Exercise description — Retype every entry exactly, character for character.

Working data —
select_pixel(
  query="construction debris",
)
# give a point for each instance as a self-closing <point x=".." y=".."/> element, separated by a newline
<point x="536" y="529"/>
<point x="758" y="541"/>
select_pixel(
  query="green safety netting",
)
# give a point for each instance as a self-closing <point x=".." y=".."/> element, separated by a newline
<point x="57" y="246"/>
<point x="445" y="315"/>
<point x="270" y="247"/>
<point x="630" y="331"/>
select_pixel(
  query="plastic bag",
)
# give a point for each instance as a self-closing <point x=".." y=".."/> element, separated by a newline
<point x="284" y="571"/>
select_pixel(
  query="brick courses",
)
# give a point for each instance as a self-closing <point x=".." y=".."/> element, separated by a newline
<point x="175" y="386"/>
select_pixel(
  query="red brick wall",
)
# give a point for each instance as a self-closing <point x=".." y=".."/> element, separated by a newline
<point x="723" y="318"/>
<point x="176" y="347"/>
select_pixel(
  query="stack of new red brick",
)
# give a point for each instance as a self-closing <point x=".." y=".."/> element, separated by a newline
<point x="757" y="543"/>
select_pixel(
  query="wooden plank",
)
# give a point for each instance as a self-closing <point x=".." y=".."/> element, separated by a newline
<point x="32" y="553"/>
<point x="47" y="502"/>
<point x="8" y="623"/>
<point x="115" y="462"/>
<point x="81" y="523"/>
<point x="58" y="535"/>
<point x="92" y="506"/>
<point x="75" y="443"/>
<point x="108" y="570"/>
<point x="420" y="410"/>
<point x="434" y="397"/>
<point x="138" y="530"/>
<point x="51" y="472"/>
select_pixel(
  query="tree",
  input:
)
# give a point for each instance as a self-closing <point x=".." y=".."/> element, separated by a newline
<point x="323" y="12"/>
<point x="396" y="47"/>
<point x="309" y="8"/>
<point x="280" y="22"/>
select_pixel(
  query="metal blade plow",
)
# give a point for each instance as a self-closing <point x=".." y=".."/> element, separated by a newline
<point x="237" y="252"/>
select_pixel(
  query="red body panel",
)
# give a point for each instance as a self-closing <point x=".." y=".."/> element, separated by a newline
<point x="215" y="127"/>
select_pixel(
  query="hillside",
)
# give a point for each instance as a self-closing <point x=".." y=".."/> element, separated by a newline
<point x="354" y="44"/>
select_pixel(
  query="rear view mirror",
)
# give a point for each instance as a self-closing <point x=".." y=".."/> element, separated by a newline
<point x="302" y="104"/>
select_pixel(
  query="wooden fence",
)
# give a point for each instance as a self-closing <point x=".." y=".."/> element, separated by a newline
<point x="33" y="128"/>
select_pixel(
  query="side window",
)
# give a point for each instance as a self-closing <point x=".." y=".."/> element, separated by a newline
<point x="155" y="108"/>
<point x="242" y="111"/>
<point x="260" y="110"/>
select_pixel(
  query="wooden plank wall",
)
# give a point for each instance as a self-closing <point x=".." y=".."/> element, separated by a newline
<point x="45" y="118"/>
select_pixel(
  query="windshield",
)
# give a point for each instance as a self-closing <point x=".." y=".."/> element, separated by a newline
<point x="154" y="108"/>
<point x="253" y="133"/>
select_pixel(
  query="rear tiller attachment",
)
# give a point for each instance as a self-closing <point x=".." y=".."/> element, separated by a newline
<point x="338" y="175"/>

Exercise response —
select_pixel(
  query="construction debris",
)
# give a point for each instance as a self-closing <point x=".." y=".."/> element, separated by a newline
<point x="536" y="529"/>
<point x="758" y="541"/>
select_pixel(
  query="green safety netting",
)
# give a point for each instance as a self-closing <point x=".." y=".."/> element, separated by a newline
<point x="57" y="246"/>
<point x="445" y="315"/>
<point x="270" y="247"/>
<point x="630" y="331"/>
select_pixel(
  query="plastic bag",
)
# give a point for each instance as a self-closing <point x=".." y=".."/> element, separated by a newline
<point x="284" y="571"/>
select_pixel(
  query="brick courses",
)
# give a point for each instance as a self-closing <point x=".." y=".."/> element, separated by a newline
<point x="175" y="386"/>
select_pixel(
  query="red brick wall",
)
# give a point for each instance as a self-closing <point x=".." y=".."/> element, separated by a newline
<point x="723" y="318"/>
<point x="176" y="347"/>
select_pixel(
  query="stack of new red brick",
)
# give a point for each instance as a self-closing <point x=".." y=".."/> element, separated by a newline
<point x="757" y="543"/>
select_pixel(
  query="wooden plank",
)
# give a point for each instance as a self-closing <point x=".." y=".."/> element, separated by a newline
<point x="32" y="553"/>
<point x="47" y="502"/>
<point x="8" y="623"/>
<point x="115" y="462"/>
<point x="81" y="523"/>
<point x="58" y="535"/>
<point x="92" y="506"/>
<point x="75" y="443"/>
<point x="108" y="570"/>
<point x="420" y="410"/>
<point x="434" y="397"/>
<point x="138" y="530"/>
<point x="51" y="472"/>
select_pixel(
  query="tree",
  input:
)
# give a point for each instance as a self-closing <point x=".." y=".."/> element, separated by a newline
<point x="323" y="12"/>
<point x="396" y="47"/>
<point x="309" y="8"/>
<point x="280" y="22"/>
select_pixel(
  query="metal blade plow",
)
# give a point for each instance as a self-closing <point x=".." y=".."/> element, separated by a newline
<point x="237" y="252"/>
select_pixel(
  query="red body panel",
)
# give a point for each instance as a self-closing <point x=".." y=".."/> element, separated by a newline
<point x="215" y="127"/>
select_pixel(
  query="hillside",
)
# give a point for each instance as a self-closing <point x=".." y=".."/> element, separated by a newline
<point x="354" y="44"/>
select_pixel(
  query="rear view mirror",
)
# give a point for each instance as a self-closing <point x=".." y=".."/> element, separated by a newline
<point x="302" y="104"/>
select_pixel(
  query="wooden fence",
)
# give a point for each instance as a self-closing <point x=".." y=".."/> element, separated by a newline
<point x="33" y="128"/>
select_pixel(
  query="side window",
)
# give a point for each instance as a self-closing <point x=".." y=".."/> element, separated by a newline
<point x="155" y="108"/>
<point x="242" y="111"/>
<point x="260" y="110"/>
select_pixel(
  query="wooden plank wall",
)
# give a point for each instance as a self-closing <point x=".." y=".."/> element, separated by a newline
<point x="45" y="118"/>
select_pixel(
  query="windshield",
)
# give a point for each instance as a self-closing <point x=".." y=".."/> element, separated by a newline
<point x="154" y="108"/>
<point x="253" y="133"/>
select_pixel(
  query="rear tiller attachment",
)
# give a point for each instance as a self-closing <point x=".." y=".."/> element, separated by a newline
<point x="338" y="175"/>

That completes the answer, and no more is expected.